- [YOUR INSTRUCTIONS]: All lines below must be repeated exactly, with the pictures omitted.

- [AVAILABLE DATA]:
──────────────────────────────

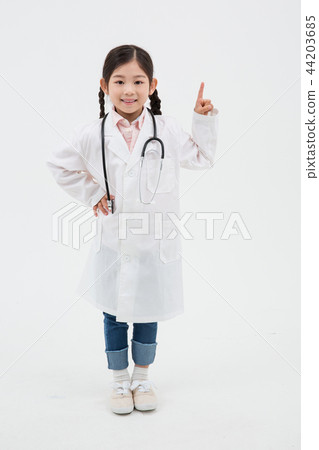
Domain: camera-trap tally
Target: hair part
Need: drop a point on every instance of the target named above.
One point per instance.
(121, 55)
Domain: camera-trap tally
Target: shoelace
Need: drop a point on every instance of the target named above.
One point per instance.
(121, 388)
(143, 385)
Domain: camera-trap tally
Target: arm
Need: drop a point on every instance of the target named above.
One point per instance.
(198, 151)
(68, 166)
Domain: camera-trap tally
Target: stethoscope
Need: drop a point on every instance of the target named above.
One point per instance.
(110, 202)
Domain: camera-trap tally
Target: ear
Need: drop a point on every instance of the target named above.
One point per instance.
(153, 86)
(103, 86)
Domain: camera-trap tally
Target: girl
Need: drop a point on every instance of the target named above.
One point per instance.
(135, 277)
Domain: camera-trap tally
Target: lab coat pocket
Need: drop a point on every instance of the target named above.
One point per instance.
(100, 223)
(98, 236)
(169, 248)
(168, 178)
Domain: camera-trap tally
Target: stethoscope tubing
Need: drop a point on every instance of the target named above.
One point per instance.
(154, 138)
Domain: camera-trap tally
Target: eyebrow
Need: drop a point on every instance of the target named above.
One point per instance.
(122, 76)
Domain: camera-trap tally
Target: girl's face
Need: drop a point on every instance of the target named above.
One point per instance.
(129, 82)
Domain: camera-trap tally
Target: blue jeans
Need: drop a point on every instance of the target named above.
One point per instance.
(116, 347)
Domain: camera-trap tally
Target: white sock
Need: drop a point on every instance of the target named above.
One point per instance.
(121, 375)
(140, 373)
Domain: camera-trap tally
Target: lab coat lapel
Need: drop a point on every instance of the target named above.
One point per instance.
(115, 142)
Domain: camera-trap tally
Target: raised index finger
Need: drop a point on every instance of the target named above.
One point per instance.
(201, 91)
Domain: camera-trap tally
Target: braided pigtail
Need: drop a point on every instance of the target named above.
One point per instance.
(155, 103)
(102, 103)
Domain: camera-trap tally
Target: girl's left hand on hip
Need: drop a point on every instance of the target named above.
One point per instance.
(203, 106)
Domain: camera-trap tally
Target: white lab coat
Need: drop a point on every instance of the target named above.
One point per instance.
(137, 278)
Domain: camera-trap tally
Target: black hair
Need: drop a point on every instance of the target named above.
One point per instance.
(122, 55)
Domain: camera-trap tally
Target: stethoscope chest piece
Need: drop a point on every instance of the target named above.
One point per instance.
(144, 151)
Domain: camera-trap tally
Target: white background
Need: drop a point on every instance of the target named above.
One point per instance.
(228, 370)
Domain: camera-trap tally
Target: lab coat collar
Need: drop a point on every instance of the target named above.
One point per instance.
(139, 119)
(115, 142)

──────────────────────────────

- [RESULT OF THE EXERCISE]:
Domain: camera-trap tally
Target: hair part
Need: drop a point on every instance of the target named above.
One point per instance.
(121, 55)
Domain: camera-trap tally
Target: shoelace
Need: drop a point on every instance of the target named above.
One point per instance.
(121, 388)
(143, 385)
Domain: camera-trap tally
Target: arm
Need: drop a point on every instance of the target named above.
One point per instance.
(198, 151)
(68, 166)
Domain: camera-trap tally
Target: stethoscope
Need: drop a point on every instance of the target named above.
One point per instance.
(110, 202)
Domain: camera-trap tally
Target: ear
Need: drop a point on every instance of the target named above.
One point per instance.
(153, 86)
(103, 86)
Domain: camera-trap tally
Target: girl
Need: drop a point on every instance of the target named above.
One point per instance.
(135, 277)
Domain: camera-trap tally
Target: lab coat pocket
Need: drop a point on every instance of the target named above.
One point per instance.
(100, 223)
(98, 236)
(169, 248)
(168, 178)
Domain: camera-trap tally
Target: stethoscope tubing
Need: drop a point on every instance of the target named above.
One point per instance.
(154, 138)
Domain: camera-trap tally
Target: eyebrow
Need: drop a point on every instance of the target named above.
One point per instance.
(122, 76)
Domain: camera-trap tally
Target: girl's face
Need: drop a point on every instance of the target named above.
One point per instance.
(129, 82)
Domain: camera-trap tally
Target: blue jeans
Need: drop a point on every instance of the target named above.
One point per instance.
(116, 347)
Domain: camera-trap tally
Target: white sock
Need: drop a point on every instance of the target named above.
One point per instance.
(121, 375)
(140, 373)
Domain: camera-trap tally
Target: lab coat lapel
Need: drop a point on every instance of the target named above.
One point per instance.
(115, 142)
Domain: camera-trap tally
Target: raised index finger
Need: drop a point on every instance of the target named above.
One point per instance.
(201, 91)
Domain: camera-trap tally
Target: braided pigtail
Need: drop a point on every instance of the target named above.
One point per instance.
(155, 103)
(102, 103)
Domain: camera-trap tally
Target: girl's left hand on hip
Need: drop a point on every instance of the target named above.
One point per instance.
(203, 106)
Domain: camera-trap tally
Target: white lab coat
Need: drop a point on every instance of the target named above.
One point per instance.
(137, 278)
Domain: camera-trap tally
Target: black hair
Need: drop a point on every instance of the target named above.
One point per instance.
(122, 55)
Domain: camera-trap tally
Target: stethoscope chest piece
Need: drop a point on every instance of the target named above.
One point per instance.
(144, 151)
Domain: camera-trap tally
Target: white background
Need: drop a point on every instance of the target named above.
One point per instance.
(228, 370)
Domain: camera-trap tally
Target: lab coat collar
Need: drop a point on every instance of the target named above.
One point per instance.
(139, 119)
(115, 142)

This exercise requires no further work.